[Photo object pointing records]
━━━━━━━━━━━━━━━━━━━━━━━━━━━━━━
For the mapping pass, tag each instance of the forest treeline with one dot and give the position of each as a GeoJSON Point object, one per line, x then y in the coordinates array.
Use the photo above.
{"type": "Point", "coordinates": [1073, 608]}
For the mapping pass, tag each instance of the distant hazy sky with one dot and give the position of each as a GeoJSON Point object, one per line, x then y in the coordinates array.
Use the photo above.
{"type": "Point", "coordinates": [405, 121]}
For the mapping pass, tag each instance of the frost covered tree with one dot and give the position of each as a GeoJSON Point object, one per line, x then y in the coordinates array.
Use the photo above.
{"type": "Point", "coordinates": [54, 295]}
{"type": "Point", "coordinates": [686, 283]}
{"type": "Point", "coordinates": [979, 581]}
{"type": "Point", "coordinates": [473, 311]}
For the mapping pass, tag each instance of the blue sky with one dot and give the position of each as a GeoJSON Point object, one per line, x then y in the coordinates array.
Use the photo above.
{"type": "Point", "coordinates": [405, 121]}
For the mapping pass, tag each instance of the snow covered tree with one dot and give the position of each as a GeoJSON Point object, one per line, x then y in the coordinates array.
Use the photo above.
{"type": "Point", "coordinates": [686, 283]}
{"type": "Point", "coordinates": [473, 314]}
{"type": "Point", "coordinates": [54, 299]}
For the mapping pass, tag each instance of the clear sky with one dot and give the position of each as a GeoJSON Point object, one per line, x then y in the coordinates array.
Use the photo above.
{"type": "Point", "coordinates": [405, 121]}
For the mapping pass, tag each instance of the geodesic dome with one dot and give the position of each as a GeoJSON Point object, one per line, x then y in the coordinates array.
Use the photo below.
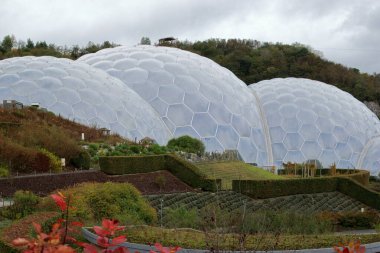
{"type": "Point", "coordinates": [370, 157]}
{"type": "Point", "coordinates": [79, 92]}
{"type": "Point", "coordinates": [312, 120]}
{"type": "Point", "coordinates": [193, 95]}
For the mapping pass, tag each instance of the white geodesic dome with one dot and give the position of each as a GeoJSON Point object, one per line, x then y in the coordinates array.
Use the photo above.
{"type": "Point", "coordinates": [192, 94]}
{"type": "Point", "coordinates": [82, 93]}
{"type": "Point", "coordinates": [308, 119]}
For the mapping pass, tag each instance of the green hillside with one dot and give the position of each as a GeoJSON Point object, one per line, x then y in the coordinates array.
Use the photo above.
{"type": "Point", "coordinates": [228, 171]}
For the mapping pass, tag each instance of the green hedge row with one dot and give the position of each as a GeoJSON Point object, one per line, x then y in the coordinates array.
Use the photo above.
{"type": "Point", "coordinates": [278, 188]}
{"type": "Point", "coordinates": [361, 176]}
{"type": "Point", "coordinates": [186, 171]}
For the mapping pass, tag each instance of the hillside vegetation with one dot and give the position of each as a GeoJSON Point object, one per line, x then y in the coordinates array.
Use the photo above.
{"type": "Point", "coordinates": [253, 61]}
{"type": "Point", "coordinates": [234, 170]}
{"type": "Point", "coordinates": [34, 140]}
{"type": "Point", "coordinates": [250, 60]}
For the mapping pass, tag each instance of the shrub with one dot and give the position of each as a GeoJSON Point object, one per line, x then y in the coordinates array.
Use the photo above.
{"type": "Point", "coordinates": [187, 144]}
{"type": "Point", "coordinates": [82, 160]}
{"type": "Point", "coordinates": [54, 161]}
{"type": "Point", "coordinates": [25, 203]}
{"type": "Point", "coordinates": [180, 168]}
{"type": "Point", "coordinates": [181, 217]}
{"type": "Point", "coordinates": [4, 171]}
{"type": "Point", "coordinates": [105, 200]}
{"type": "Point", "coordinates": [284, 223]}
{"type": "Point", "coordinates": [160, 181]}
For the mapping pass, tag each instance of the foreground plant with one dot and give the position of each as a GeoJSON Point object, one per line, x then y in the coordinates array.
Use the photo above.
{"type": "Point", "coordinates": [55, 241]}
{"type": "Point", "coordinates": [352, 247]}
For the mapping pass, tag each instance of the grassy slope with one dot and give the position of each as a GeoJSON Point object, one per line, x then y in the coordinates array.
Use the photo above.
{"type": "Point", "coordinates": [228, 171]}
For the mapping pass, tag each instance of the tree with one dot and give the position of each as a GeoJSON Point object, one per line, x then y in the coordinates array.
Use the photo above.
{"type": "Point", "coordinates": [145, 41]}
{"type": "Point", "coordinates": [8, 43]}
{"type": "Point", "coordinates": [29, 44]}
━━━━━━━━━━━━━━━━━━━━━━━━━━━━━━
- _To be done_
All lines from the line containing "For the mapping pass, tag each instance of the hillside" through the end of the listing above are to be duplicated exactly; include both ends and nothing further.

- _Solution_
For the mapping pass, tag each instance of the hillside vegetation with one dot and give the position of each as a GeoJSON Point object, one per line, x then y in the coordinates array.
Use the photo above.
{"type": "Point", "coordinates": [253, 61]}
{"type": "Point", "coordinates": [234, 170]}
{"type": "Point", "coordinates": [34, 140]}
{"type": "Point", "coordinates": [250, 60]}
For the mapping pass, tag each instance of the shrub with one dot and give the position of each as a GeoJSON Point object, one per line, x then y in the coordinates array.
Use the photo above.
{"type": "Point", "coordinates": [187, 144]}
{"type": "Point", "coordinates": [82, 160]}
{"type": "Point", "coordinates": [54, 161]}
{"type": "Point", "coordinates": [25, 203]}
{"type": "Point", "coordinates": [180, 168]}
{"type": "Point", "coordinates": [181, 217]}
{"type": "Point", "coordinates": [4, 171]}
{"type": "Point", "coordinates": [105, 200]}
{"type": "Point", "coordinates": [284, 223]}
{"type": "Point", "coordinates": [160, 181]}
For the mapping pass, tag each instance of the foreground plant with one dot and give the position of each as a GeoJSON Point object, one per line, x then y in the coordinates array.
Use the photo above.
{"type": "Point", "coordinates": [55, 241]}
{"type": "Point", "coordinates": [352, 247]}
For the mapping pass, tag each instance of the grassy slope with one dot and give the position of each as a GeoJSON Point object, one per line, x then y in the coordinates array.
Use the photo above.
{"type": "Point", "coordinates": [228, 171]}
For the mapping pass, tag each instance of the tree with one dot and give the position of each as a GeoJSON Point object, one per line, x then y in the coordinates array.
Use the photo above.
{"type": "Point", "coordinates": [145, 41]}
{"type": "Point", "coordinates": [8, 43]}
{"type": "Point", "coordinates": [29, 44]}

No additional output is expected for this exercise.